--- BEGIN Supplied material ---

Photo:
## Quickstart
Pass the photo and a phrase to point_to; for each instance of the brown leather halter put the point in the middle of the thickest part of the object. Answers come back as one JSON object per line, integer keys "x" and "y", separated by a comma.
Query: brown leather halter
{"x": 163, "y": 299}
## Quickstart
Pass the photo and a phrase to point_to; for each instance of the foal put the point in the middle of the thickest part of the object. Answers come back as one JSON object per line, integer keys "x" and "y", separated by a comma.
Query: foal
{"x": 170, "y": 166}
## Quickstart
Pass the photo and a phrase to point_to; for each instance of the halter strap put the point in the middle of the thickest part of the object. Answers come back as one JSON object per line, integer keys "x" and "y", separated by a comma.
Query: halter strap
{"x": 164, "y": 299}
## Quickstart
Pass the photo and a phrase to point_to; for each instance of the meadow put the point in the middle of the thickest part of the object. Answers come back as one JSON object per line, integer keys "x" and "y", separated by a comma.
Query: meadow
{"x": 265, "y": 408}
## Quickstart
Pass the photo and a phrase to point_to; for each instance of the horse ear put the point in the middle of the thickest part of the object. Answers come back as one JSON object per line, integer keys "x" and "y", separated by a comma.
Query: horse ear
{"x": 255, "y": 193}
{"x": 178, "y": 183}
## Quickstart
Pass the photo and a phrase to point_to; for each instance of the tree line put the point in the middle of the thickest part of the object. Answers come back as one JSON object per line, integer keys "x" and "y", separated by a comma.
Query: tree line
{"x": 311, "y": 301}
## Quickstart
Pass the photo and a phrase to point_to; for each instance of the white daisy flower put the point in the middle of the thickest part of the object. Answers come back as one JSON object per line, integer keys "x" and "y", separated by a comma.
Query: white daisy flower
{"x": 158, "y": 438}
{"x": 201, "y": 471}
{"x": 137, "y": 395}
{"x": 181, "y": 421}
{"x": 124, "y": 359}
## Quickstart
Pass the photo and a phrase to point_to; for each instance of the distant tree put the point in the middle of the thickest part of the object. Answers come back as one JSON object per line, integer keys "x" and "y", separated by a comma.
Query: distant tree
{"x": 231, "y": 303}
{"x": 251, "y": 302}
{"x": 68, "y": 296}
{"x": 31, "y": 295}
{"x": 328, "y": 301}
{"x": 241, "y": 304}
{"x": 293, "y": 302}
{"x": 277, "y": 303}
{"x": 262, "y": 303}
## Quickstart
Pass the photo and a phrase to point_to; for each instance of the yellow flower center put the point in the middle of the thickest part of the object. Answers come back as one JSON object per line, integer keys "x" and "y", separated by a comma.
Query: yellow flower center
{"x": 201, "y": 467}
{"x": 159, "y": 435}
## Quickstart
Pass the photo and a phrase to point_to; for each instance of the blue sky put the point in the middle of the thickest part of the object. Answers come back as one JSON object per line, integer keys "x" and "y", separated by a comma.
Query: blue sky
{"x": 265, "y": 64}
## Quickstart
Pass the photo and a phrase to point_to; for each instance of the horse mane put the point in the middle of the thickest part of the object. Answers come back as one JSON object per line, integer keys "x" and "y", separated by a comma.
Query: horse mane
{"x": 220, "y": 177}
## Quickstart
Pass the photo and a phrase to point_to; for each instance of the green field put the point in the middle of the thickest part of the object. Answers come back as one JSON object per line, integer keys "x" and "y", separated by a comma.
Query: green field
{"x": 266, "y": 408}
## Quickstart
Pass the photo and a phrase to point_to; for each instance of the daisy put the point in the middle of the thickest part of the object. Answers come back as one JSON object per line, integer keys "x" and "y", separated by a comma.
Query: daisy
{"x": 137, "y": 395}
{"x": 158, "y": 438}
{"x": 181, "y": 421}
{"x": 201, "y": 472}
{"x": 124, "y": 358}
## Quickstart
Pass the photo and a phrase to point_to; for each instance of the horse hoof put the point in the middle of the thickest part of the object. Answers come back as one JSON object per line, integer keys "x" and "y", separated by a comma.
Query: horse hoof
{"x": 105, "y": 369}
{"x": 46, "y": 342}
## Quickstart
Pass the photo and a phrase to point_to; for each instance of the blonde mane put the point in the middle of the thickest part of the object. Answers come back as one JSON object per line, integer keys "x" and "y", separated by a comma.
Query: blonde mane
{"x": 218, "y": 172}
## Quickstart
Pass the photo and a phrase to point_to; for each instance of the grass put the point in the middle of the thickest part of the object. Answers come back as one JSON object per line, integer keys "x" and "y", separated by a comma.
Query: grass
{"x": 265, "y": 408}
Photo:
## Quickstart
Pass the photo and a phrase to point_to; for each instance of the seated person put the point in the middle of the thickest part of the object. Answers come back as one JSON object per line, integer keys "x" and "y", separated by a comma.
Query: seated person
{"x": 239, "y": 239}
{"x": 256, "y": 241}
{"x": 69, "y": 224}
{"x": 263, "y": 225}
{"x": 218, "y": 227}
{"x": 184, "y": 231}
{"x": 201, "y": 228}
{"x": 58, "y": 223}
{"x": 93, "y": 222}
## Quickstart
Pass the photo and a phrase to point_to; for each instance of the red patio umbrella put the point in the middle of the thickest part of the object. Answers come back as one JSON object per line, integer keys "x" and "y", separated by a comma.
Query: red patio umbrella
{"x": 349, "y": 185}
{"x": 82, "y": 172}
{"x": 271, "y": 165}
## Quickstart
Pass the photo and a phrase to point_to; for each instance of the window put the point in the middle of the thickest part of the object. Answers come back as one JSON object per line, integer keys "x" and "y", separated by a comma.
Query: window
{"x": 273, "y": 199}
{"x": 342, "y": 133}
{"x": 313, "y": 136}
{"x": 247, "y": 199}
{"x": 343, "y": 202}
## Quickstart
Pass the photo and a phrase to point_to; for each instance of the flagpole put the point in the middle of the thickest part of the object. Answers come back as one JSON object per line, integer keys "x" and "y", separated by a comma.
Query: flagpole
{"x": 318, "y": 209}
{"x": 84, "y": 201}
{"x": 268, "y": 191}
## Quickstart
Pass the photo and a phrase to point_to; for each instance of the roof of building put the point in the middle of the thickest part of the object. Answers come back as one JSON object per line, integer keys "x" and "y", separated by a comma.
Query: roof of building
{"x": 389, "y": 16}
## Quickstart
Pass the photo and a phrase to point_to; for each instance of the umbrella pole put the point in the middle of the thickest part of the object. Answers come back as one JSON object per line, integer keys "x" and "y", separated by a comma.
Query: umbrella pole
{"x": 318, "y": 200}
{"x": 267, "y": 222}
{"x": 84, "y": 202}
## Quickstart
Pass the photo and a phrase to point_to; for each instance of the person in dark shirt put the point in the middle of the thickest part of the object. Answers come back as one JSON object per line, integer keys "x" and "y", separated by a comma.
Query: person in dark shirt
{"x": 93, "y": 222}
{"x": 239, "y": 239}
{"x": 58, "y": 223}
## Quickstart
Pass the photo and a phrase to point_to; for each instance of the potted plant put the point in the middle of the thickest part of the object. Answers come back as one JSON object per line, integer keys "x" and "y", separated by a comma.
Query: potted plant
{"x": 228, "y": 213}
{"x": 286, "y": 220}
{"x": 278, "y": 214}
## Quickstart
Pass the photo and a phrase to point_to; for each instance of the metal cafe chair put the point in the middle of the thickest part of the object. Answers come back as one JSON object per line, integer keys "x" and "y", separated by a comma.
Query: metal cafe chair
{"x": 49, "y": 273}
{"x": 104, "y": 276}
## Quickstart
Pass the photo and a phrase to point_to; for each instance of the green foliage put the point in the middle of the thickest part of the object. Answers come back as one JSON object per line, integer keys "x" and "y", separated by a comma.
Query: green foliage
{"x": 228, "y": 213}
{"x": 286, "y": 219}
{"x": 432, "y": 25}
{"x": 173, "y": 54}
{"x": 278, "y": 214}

--- END Supplied material ---

__Given task__:
Each line of the listing should be copied exactly.

__Result below__:
Photo:
## Quickstart
Pass the photo and a phrase to point_to; for each instance of the brown leather halter put the point in the middle of the thickest part of the object. Answers come back as one JSON object per line, integer keys "x" and "y", separated by a comma.
Query: brown leather halter
{"x": 163, "y": 299}
## Quickstart
Pass the photo and a phrase to point_to; for each instance of the foal put the point in the middle of the thickest part of the object. Answers come back as one JSON object per line, integer keys "x" and "y", separated by a comma.
Query: foal
{"x": 170, "y": 166}
## Quickstart
Pass the photo and a phrase to point_to; for each instance of the halter strap put the point in the middle of the thickest part of the object. Answers come back as one JSON object per line, integer keys "x" and "y", separated by a comma.
Query: halter strap
{"x": 164, "y": 299}
## Quickstart
Pass the photo and a phrase to point_to; for each instance of the meadow put the point in the middle of the thickest part of the object. Answers come back as one JSON object per line, integer keys "x" and "y", separated by a comma.
Query: meadow
{"x": 265, "y": 408}
## Quickstart
Pass the photo and a phrase to point_to; for each instance of the horse ear put the point in the middle of the thickest part of the object. Answers come back as one JSON object per line, integer keys "x" and "y", separated by a comma.
Query: horse ear
{"x": 255, "y": 193}
{"x": 178, "y": 183}
## Quickstart
Pass the photo and a phrase to point_to; for each instance of the tree line put the point in the middle of the thickest part of the object. Answers come back as one JSON object per line, integer keys "x" and "y", separated by a comma.
Query: tree line
{"x": 311, "y": 301}
## Quickstart
Pass the photo and a phrase to point_to; for each instance of the white daisy flower put the point in the middle of the thickest part of the object. Answers come back as one JSON object per line, integer keys "x" and "y", separated by a comma.
Query: white daisy flower
{"x": 158, "y": 438}
{"x": 201, "y": 471}
{"x": 137, "y": 395}
{"x": 181, "y": 421}
{"x": 124, "y": 359}
## Quickstart
Pass the photo and a phrase to point_to; for each instance of the distant tree put the point in the middle of the thickest part of the object. Answers come back as one JSON object per line, integer keys "x" and "y", separated by a comma.
Query: distant tree
{"x": 231, "y": 303}
{"x": 251, "y": 302}
{"x": 68, "y": 296}
{"x": 31, "y": 295}
{"x": 328, "y": 301}
{"x": 241, "y": 304}
{"x": 293, "y": 302}
{"x": 277, "y": 303}
{"x": 262, "y": 303}
## Quickstart
Pass the photo and a phrase to point_to; for each instance of the yellow flower center put the point in the middle of the thickest part of the object. Answers come back as one JSON object per line, integer keys "x" and "y", separated by a comma.
Query: yellow flower center
{"x": 201, "y": 467}
{"x": 159, "y": 435}
## Quickstart
Pass the photo and a phrase to point_to; for each instance of the blue sky put the point in the middle of the thickest part of the object. Answers come back as one JSON object per line, integer keys "x" and "y", separated by a comma.
Query: blue sky
{"x": 265, "y": 64}
## Quickstart
Pass the photo and a phrase to point_to; for each instance of the horse mane put the point in the middle of the thickest part of the object. Answers come back as one JSON object per line, integer keys "x" and "y", separated by a comma.
Query: horse mane
{"x": 220, "y": 177}
## Quickstart
Pass the photo and a phrase to point_to; for each instance of the green field put the point in the middle of the thickest part of the object. Answers come back as one JSON object per line, integer keys "x" and "y", separated by a comma.
Query: green field
{"x": 266, "y": 408}
## Quickstart
Pass the photo and a phrase to point_to; for each instance of the daisy put the point in the middle of the thickest part of the object. Answers come back as one JSON object per line, integer keys "x" and "y", separated by a comma.
Query: daisy
{"x": 137, "y": 395}
{"x": 158, "y": 438}
{"x": 181, "y": 421}
{"x": 201, "y": 472}
{"x": 124, "y": 358}
## Quickstart
Pass the photo and a phrase to point_to; for each instance of the horse hoof put the point in the middle of the thickest part of the object. Answers come back as one JSON object per line, integer keys "x" and "y", separated by a comma.
Query: horse hoof
{"x": 105, "y": 369}
{"x": 46, "y": 342}
## Quickstart
Pass the photo and a phrase to point_to; for each instance of the blonde mane put the point in the middle of the thickest part of the object. Answers come back as one JSON object per line, integer keys "x" and "y", separated by a comma.
Query: blonde mane
{"x": 218, "y": 172}
## Quickstart
Pass the photo and a phrase to point_to; for each instance of the grass put the point in the middle of the thickest part of the object. Answers come back as one JSON object per line, integer keys "x" and "y", separated by a comma.
Query: grass
{"x": 265, "y": 408}
Photo:
## Quickstart
Pass the photo and a phrase to point_to; for each instance of the seated person put the point in the middle of the thickest part of the object. Answers come back as one JSON object per line, integer keys "x" and "y", separated by a comma.
Query: seated person
{"x": 239, "y": 239}
{"x": 256, "y": 241}
{"x": 69, "y": 224}
{"x": 263, "y": 225}
{"x": 218, "y": 227}
{"x": 184, "y": 231}
{"x": 201, "y": 228}
{"x": 58, "y": 223}
{"x": 93, "y": 222}
## Quickstart
Pass the photo and a phrase to point_to; for each instance of the red patio umbrella put the point in the middle of the thickest part of the object. Answers come back as one JSON object per line, integer keys "x" and "y", separated by a comma.
Query: red patio umbrella
{"x": 349, "y": 185}
{"x": 82, "y": 172}
{"x": 271, "y": 165}
## Quickstart
Pass the photo and a phrase to point_to; for each instance of the window put the point in the middle of the thickest part of the object. Answers come back as one JSON object per line, integer keys "x" and "y", separated by a comma.
Query: window
{"x": 273, "y": 199}
{"x": 342, "y": 133}
{"x": 313, "y": 136}
{"x": 247, "y": 199}
{"x": 343, "y": 202}
## Quickstart
Pass the photo and a phrase to point_to; for each instance of the flagpole put the point in the middle of the thickest part of the object. Answers come back as one JSON object per line, integer keys "x" and "y", separated by a comma.
Query: flagpole
{"x": 318, "y": 209}
{"x": 84, "y": 201}
{"x": 268, "y": 191}
## Quickstart
Pass the photo and a phrase to point_to; for each instance of the roof of building put the point in the middle of the thickest part of the object. Answers come back as one JSON object per line, integer keys "x" and "y", separated by a comma.
Query: roof of building
{"x": 389, "y": 16}
## Quickstart
Pass the photo and a phrase to point_to; for each instance of the umbrella pole put the point in the middle of the thickest part of the object. Answers come back as one JSON object per line, integer keys "x" and "y", separated by a comma.
Query: umbrella pole
{"x": 318, "y": 200}
{"x": 267, "y": 222}
{"x": 84, "y": 202}
## Quickstart
Pass the photo and a phrase to point_to; for each instance of the person in dark shirt put the point in the middle of the thickest part of the object. Answers come back as one JSON object per line, integer keys "x" and "y", separated by a comma.
Query: person in dark shirt
{"x": 93, "y": 222}
{"x": 239, "y": 239}
{"x": 58, "y": 223}
## Quickstart
Pass the photo and a phrase to point_to; for each instance of the potted plant put the point in the middle of the thickest part of the object. Answers come back as one JSON object per line, integer keys "x" and "y", separated by a comma.
Query: potted plant
{"x": 228, "y": 213}
{"x": 286, "y": 220}
{"x": 278, "y": 214}
## Quickstart
Pass the photo and a phrase to point_to; for each instance of the metal cafe chair put the point in the middle of the thickest part of the object. Answers come back as one JSON object per line, integer keys "x" and "y", separated by a comma.
Query: metal cafe chair
{"x": 49, "y": 273}
{"x": 104, "y": 276}
## Quickstart
Pass the photo and a phrase to point_to; for each instance of the green foliage put the point in the middle of the thickest part of the object. Answers come back as one JSON object per line, integer keys "x" and "y", separated by a comma.
Query: green foliage
{"x": 228, "y": 213}
{"x": 286, "y": 219}
{"x": 432, "y": 25}
{"x": 173, "y": 54}
{"x": 278, "y": 214}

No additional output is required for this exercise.